Part of a data file
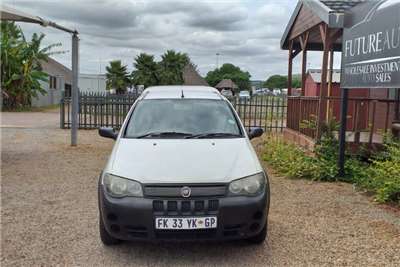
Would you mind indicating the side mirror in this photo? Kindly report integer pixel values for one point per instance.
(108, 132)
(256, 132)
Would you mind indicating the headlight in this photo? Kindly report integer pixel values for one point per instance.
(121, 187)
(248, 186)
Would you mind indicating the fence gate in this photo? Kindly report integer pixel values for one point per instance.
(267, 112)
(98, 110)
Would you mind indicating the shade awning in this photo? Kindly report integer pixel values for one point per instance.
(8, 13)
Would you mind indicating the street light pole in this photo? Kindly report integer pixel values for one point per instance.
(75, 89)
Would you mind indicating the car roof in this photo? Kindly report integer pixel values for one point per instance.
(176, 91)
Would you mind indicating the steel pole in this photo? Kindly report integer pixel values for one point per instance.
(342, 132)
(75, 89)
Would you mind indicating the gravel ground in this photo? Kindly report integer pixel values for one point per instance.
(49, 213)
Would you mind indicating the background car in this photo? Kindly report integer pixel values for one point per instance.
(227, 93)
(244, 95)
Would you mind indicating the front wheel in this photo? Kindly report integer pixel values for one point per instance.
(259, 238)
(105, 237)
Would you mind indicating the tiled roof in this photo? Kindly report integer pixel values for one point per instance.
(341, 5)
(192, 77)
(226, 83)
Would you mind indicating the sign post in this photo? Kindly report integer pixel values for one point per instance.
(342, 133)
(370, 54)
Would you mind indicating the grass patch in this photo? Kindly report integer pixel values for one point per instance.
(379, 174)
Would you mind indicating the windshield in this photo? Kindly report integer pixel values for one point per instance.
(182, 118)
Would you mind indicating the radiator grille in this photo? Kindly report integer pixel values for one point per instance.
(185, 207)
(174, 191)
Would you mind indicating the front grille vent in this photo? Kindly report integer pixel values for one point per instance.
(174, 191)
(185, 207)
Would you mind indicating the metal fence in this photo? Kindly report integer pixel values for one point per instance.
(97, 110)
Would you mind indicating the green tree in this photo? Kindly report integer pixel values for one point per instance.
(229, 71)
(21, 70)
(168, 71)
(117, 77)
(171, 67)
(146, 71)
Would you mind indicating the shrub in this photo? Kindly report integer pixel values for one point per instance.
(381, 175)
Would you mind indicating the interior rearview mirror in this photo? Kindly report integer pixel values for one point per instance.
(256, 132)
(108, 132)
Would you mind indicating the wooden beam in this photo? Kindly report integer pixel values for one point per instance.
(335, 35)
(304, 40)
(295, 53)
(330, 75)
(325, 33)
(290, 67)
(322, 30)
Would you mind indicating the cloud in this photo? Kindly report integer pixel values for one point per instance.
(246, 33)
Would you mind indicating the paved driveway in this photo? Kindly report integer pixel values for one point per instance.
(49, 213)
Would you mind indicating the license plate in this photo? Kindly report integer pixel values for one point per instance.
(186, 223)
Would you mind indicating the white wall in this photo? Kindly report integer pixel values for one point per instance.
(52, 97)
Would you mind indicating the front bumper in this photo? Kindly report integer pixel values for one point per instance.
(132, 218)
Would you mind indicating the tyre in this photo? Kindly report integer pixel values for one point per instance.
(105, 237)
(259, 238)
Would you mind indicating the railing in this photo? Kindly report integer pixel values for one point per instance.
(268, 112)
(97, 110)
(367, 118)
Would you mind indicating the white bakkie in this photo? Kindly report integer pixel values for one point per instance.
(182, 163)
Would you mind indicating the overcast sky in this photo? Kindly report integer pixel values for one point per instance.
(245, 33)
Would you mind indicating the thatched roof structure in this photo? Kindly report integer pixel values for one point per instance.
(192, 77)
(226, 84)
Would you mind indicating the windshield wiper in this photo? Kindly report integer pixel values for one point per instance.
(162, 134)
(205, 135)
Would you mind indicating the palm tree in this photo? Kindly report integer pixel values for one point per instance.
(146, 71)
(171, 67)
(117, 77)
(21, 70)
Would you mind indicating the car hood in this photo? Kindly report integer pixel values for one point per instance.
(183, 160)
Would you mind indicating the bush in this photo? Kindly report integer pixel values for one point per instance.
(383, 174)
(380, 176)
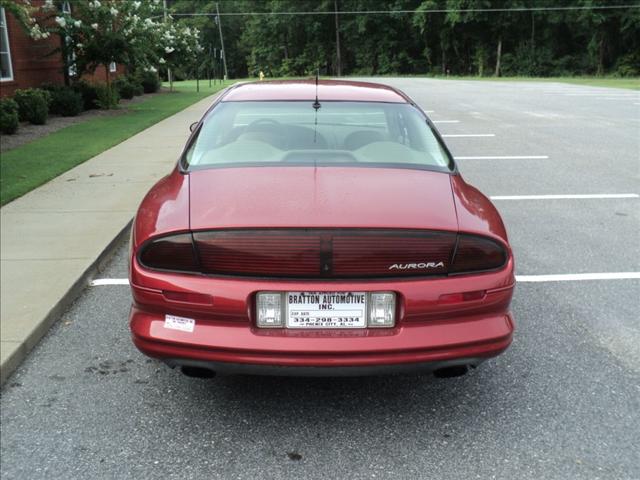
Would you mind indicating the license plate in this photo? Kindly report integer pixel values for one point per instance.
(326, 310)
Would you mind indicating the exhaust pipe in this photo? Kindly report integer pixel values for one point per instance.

TO DO:
Starting with the line that contains "Would you mind indicating the palm" and going on through the last line of the data file, write out these lines again with the requests unchanged. Scale every coordinate in the answers by 0.3, rounding to whole numbers with halves rounded up, and leave out the pictures.

TASK RESULT:
Would you mind indicating the palm tree in this photo? Kindly report integer pixel values for one point per instance.
(44, 21)
(51, 20)
(35, 23)
(6, 21)
Would you mind indicating the car hood in this photo? Kindly report integer pixel values for one point per instance.
(55, 48)
Would you mind indicating the bush in this photo? Kindly report integer pixel values for one point per instance.
(115, 52)
(114, 53)
Would you mind indicating the license plate in this photo? Kindly report integer pixel values for one point per instance.
(98, 93)
Would you mind indicating the exhaust pipe in this photo? Kindly report integer pixel values for one point per instance.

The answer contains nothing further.